WHAT IS NEEDED:
Return, without alteration, the part of the entries that opens at their beginning and closes with the line containing "[462,245,608,383]", including that final line. Omit the pictures from your answer.

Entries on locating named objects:
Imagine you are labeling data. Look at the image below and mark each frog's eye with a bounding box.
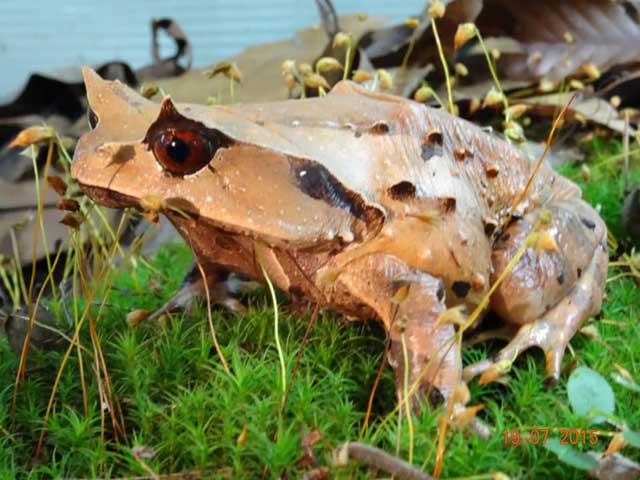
[150,129,215,175]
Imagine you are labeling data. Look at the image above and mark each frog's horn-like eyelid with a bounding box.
[82,67,157,124]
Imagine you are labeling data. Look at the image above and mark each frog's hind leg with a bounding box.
[463,198,608,381]
[333,253,462,408]
[148,263,252,320]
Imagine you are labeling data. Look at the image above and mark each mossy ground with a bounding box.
[0,138,640,478]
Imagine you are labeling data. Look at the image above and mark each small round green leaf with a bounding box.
[567,367,616,423]
[544,438,598,470]
[611,372,640,392]
[622,430,640,448]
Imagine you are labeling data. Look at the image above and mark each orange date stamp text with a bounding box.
[502,427,598,447]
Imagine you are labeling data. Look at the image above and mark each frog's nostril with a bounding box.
[87,107,100,130]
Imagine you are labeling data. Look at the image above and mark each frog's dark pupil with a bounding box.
[165,137,191,163]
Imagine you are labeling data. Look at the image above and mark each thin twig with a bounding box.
[196,259,231,375]
[360,336,391,439]
[280,303,320,412]
[337,442,434,480]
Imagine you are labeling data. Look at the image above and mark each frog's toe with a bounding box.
[462,245,608,383]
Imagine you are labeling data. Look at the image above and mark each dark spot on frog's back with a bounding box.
[110,145,136,165]
[580,217,596,230]
[420,130,442,162]
[165,197,200,219]
[387,180,416,201]
[290,158,384,224]
[451,280,471,298]
[369,120,390,135]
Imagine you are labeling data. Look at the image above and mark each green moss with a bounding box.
[0,142,640,478]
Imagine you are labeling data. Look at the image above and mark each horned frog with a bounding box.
[72,69,608,399]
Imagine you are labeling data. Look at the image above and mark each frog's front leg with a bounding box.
[148,262,249,320]
[324,253,462,405]
[464,198,608,381]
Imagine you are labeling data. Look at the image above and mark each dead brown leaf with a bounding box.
[477,0,640,81]
[156,15,387,103]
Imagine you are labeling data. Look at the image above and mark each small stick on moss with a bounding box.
[360,336,391,439]
[280,303,320,413]
[336,442,434,480]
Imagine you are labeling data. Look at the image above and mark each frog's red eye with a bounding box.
[150,129,215,175]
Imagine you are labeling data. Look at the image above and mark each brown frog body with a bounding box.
[72,69,608,404]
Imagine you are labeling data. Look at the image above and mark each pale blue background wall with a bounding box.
[0,0,426,98]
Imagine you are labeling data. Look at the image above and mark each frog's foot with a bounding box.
[463,199,608,382]
[147,264,252,320]
[336,253,462,410]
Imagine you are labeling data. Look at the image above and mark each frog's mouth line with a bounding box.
[78,182,138,208]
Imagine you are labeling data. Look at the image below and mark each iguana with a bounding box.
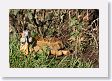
[20,30,70,56]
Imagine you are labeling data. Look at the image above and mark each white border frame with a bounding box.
[0,0,108,77]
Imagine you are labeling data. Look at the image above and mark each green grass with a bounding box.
[9,34,93,68]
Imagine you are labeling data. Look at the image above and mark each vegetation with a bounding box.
[9,9,99,68]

ANSWER TO THE EXERCISE:
Imagine you are labeling data. Look at the image below and mark each frog's eye with a bounding box.
[150,129,215,175]
Imagine you are labeling data. Look at the image above and mark each frog's horn-like eyelid with a bounding box.
[82,67,157,124]
Imagine you are labeling data. Look at the image above and mark each frog's hind leg with a bounding box.
[463,198,608,381]
[333,253,462,408]
[148,263,252,320]
Imagine you are labeling data. Look at the image above and mark each mossy ground with a bounding box.
[0,138,640,478]
Imagine you are labeling data. Look at the image above and mark each small round green leaf with a bounding box.
[567,367,616,423]
[544,438,598,470]
[611,372,640,392]
[622,430,640,448]
Imagine you are labeling data. Look at the image above and mark each orange date stamp text with a bounding box.
[502,427,598,447]
Imagine you are labeling data. Look at the image above and mark each frog's nostril with a bounding box.
[87,107,100,130]
Imagine you are labeling data. Look at the image above and mark each frog's dark pupil with a bounding box.
[165,137,191,163]
Imagine you are labeling data. Look at the image above and mark each thin twig with a bounding box.
[196,259,231,375]
[360,336,391,439]
[280,303,320,412]
[337,442,434,480]
Imagine you are labeling data. Look at the image above and mark each frog's toe with a bounding box.
[462,245,608,383]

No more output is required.